DOCUMENT SECTION ::
+-------+
It's an exponential algorythm, so it will be very slow on large values of duplicated data (yet, it assures you the best solution is found).
I tested this code with your example, and it worked; not sure if there's any bug left, but the code (in C) is this.
#include <stdio.h>
#include <stdlib.h>
#include <limits.h>
typedef int BOOL; //just to ease meanings of values
#define TRUE 1
#define FALSE 0
Just to ease comprehension, I did some typedefs. Don't worry.
typedef struct duplicate { //used to fasten the algorythm; it uses some more memory just to assure it's ok
int value;
BOOL duplicate;
} duplicate_t;
int maxInArrayExcept(int *array, int arraySize, int index); //find the max value in array except the value at the index given
//the result is the max value in the array, not counting th index
int *findDuplicateSum(int *array, int arraySize);
BOOL findDuplicateSum_R(duplicate_t *array, int arraySize, int *tempSolution, int *solution, int *totalSum, int currentSum); //resursive function used to find solution
BOOL check(int *array, int arraySize); //checks if there's any repeated value in the solution
These are all the functions we'll need. All split up for comprehension purpose.
First, we have a struct. This struct is used to avoid checking, for every iteration, if the value on a given index was originally duplicated. We don't want to modify any value not duplicated originally.
Then, we have a couple functions: first, we need to see the worst case scenario: every value after the duplicated ones is already occupied: then we need to increment the duplicated value up to the maximum value reached + 1.
Then, there are the main Function we'll discute later about.
The check Function only checks if there's any duplicated value in a temporary solution.
int main() { //testing purpose
int i;
int testArray[] = { 3,2,1,2,7 }; //test array
int nTestArraySize = 5; //test array size
int *solutionArray; //needed if you want to use the solution later
solutionArray = findDuplicateSum(testArray, nTestArraySize);
for (i = 0; i < nTestArraySize; ++i) {
printf("%d ", solutionArray[i]);
}
return 0;
}
This is the main Function: I used it to test everything.
int * findDuplicateSum(int * array, int arraySize)
+-------+
INSTRUCTION 1 :: Print the duplicate-value code walkthrough word for word, starting at "I tested this" and ending at "typedefs. Don't worry.".
INSTRUCTION 2 :: Carry on the duplicate-value code walkthrough from its final line.
The data after this duplicate-value code walkthrough has no connection to it.
+-------+
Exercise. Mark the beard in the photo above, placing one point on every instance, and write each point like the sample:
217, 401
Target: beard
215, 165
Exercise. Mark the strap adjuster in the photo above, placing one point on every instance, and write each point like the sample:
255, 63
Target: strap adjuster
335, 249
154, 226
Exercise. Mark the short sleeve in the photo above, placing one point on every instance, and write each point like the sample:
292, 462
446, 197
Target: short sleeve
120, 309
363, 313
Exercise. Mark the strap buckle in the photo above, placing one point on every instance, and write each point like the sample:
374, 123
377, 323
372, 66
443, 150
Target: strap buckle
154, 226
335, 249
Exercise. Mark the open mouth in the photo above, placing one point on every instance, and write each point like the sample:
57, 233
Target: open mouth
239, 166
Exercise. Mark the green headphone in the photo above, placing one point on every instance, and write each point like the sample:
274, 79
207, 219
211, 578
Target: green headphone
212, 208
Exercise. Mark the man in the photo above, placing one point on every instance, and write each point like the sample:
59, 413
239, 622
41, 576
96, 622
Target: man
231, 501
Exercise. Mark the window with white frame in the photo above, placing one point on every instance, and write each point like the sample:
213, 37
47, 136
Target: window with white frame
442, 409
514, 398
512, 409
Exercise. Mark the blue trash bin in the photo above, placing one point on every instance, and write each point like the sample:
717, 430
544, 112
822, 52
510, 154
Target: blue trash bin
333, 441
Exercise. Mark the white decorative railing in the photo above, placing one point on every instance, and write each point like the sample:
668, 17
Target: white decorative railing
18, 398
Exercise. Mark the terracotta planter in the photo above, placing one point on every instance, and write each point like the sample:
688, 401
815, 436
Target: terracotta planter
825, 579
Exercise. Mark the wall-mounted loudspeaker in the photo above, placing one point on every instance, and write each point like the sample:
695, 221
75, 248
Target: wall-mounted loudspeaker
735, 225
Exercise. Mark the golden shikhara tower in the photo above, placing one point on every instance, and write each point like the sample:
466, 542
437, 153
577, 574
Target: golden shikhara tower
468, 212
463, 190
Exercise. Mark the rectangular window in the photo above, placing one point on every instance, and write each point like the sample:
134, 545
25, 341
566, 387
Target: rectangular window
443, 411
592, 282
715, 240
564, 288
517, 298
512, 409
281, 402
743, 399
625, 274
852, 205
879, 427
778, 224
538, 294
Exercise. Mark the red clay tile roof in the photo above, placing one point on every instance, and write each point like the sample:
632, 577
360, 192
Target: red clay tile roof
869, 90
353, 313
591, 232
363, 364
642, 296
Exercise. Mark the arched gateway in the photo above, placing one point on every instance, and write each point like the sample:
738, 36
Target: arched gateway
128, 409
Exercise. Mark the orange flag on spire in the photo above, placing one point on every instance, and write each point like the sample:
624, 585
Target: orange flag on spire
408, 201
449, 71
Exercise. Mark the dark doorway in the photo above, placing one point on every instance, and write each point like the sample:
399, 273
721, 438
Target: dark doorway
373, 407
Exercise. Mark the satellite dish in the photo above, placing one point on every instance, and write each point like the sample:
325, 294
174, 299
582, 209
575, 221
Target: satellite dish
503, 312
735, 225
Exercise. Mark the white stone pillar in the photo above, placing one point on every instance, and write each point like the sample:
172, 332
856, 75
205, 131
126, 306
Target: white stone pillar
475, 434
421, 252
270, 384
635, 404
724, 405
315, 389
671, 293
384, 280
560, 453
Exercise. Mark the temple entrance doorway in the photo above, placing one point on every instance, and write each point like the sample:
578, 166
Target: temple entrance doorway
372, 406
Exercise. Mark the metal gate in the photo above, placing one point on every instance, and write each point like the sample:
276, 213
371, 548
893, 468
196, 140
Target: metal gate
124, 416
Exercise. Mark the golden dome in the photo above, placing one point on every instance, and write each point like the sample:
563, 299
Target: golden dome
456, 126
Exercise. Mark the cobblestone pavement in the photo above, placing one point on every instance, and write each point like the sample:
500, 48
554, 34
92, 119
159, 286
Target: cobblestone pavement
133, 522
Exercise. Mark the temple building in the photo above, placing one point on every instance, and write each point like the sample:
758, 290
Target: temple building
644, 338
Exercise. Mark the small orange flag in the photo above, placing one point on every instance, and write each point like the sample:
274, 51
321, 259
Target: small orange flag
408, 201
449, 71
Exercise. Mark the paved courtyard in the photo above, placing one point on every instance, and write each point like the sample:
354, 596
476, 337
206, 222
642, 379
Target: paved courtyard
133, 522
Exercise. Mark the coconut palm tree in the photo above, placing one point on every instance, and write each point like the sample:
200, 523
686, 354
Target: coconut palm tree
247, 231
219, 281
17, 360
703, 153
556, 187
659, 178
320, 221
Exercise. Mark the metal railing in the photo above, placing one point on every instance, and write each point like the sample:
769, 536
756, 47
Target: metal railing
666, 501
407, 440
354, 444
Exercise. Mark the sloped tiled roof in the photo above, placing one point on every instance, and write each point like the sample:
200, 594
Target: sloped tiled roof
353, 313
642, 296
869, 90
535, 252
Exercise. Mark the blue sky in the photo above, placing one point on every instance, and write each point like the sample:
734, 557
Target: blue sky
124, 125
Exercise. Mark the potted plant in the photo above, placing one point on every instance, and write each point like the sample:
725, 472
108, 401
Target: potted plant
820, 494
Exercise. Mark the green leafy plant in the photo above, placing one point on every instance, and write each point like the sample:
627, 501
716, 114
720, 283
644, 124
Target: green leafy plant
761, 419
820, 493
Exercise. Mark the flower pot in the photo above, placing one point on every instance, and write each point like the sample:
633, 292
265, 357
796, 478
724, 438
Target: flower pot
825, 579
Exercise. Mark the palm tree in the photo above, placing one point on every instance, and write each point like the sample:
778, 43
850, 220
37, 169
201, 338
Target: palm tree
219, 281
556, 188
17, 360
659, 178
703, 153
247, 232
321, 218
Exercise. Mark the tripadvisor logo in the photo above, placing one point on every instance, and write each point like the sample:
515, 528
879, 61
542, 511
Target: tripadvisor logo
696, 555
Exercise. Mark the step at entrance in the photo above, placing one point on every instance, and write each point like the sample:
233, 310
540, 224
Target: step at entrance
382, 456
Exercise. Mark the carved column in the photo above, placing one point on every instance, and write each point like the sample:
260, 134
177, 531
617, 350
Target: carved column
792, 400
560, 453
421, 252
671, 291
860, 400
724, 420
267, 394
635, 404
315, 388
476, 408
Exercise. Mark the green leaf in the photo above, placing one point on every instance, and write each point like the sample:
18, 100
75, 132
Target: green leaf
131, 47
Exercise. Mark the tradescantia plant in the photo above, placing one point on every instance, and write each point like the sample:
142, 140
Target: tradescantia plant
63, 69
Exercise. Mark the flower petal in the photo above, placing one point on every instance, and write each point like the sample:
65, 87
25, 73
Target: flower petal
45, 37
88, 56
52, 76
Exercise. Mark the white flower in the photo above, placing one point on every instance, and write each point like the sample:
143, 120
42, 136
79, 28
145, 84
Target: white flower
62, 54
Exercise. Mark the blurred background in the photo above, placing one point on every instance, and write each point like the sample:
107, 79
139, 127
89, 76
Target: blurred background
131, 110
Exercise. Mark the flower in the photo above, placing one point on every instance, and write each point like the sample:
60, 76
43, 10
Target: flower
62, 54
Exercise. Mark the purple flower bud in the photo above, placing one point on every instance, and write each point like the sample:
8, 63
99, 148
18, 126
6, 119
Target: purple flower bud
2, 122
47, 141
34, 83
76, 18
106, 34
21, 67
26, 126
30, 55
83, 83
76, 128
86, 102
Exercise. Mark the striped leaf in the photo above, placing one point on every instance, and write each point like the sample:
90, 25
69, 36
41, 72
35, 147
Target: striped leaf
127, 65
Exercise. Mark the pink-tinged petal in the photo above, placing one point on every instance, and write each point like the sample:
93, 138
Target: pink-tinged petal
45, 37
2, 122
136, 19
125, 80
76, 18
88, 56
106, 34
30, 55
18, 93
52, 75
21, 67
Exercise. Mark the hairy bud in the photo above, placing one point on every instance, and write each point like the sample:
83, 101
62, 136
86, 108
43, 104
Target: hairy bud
+-------+
RIGHT ANSWER 1 ::
I tested this code with your example, and it worked; not sure if there's any bug left, but the code (in C) is this.
#include <stdio.h>
#include <stdlib.h>
#include <limits.h>
typedef int BOOL; //just to ease meanings of values
#define TRUE 1
#define FALSE 0
Just to ease comprehension, I did some typedefs. Don't worry.

RIGHT ANSWER 2 ::
{
int *solution = malloc(sizeof(int) * arraySize);
int *tempSolution = malloc(sizeof(int) * arraySize);
duplicate_t *duplicate = calloc(arraySize, sizeof(duplicate_t));
int i, j, currentSum = 0, totalSum = INT_MAX;
for (i = 0; i < arraySize; ++i) {
tempSolution[i] = solution[i] = duplicate[i].value = array[i];
currentSum += array[i];
for (j = 0; j < i; ++j) { //to find ALL the best solutions, we should also put the first found value as true; it's just a line more
//yet, it saves the algorythm half of the duplicated numbers (best/this case scenario)
if (array[j] == duplicate[i].value) {
duplicate[i].duplicate = TRUE;
}
}
}
if (findDuplicateSum_R(duplicate, arraySize, tempSolution, solution, &totalSum, currentSum));
else {
printf("No solution found\n");
}
free(tempSolution);
free(duplicate);
return solution;
}
This Function does a lot of things: first, it sets up the solution array, then it initializes both the solution values and the duplicate array, that is the one used to check for duplicated values at startup. Then, we find the current sum and we set the maximum available sum to the maximum integer possible.
Then, the recursive Function is called; this one gives us the info about having found the solution (that should be Always), then we return the solution as an array.
int findDuplicateSum_R(duplicate_t * array, int arraySize, int * tempSolution, int * solution, int * totalSum, int currentSum)
{
int i;
if (check(tempSolution, arraySize)) {
if (currentSum < *totalSum) { //optimal solution checking
for (i = 0; i < arraySize; ++i) {
solution[i] = tempSolution[i];
}
*totalSum = currentSum;
}
return TRUE; //just to ensure a solution is found
}
for (i = 0; i < arraySize; ++i) {
if (array[i].duplicate == TRUE) {
if (array[i].duplicate <= maxInArrayExcept(solution, arraySize, i)) { //worst case scenario, you need it to stop the recursion on that value
tempSolution[i]++;
return findDuplicateSum_R(array, arraySize, tempSolution, solution, totalSum, currentSum + 1);
tempSolution[i]--; //backtracking
}
}
}
return FALSE; //just in case the solution is not found, but we won't need it
}
This is the recursive Function. It first checks if the solution is ok and if it is the best one found until now. Then, if everything is correct, it updates the actual solution with the temporary values, and updates the optimal condition.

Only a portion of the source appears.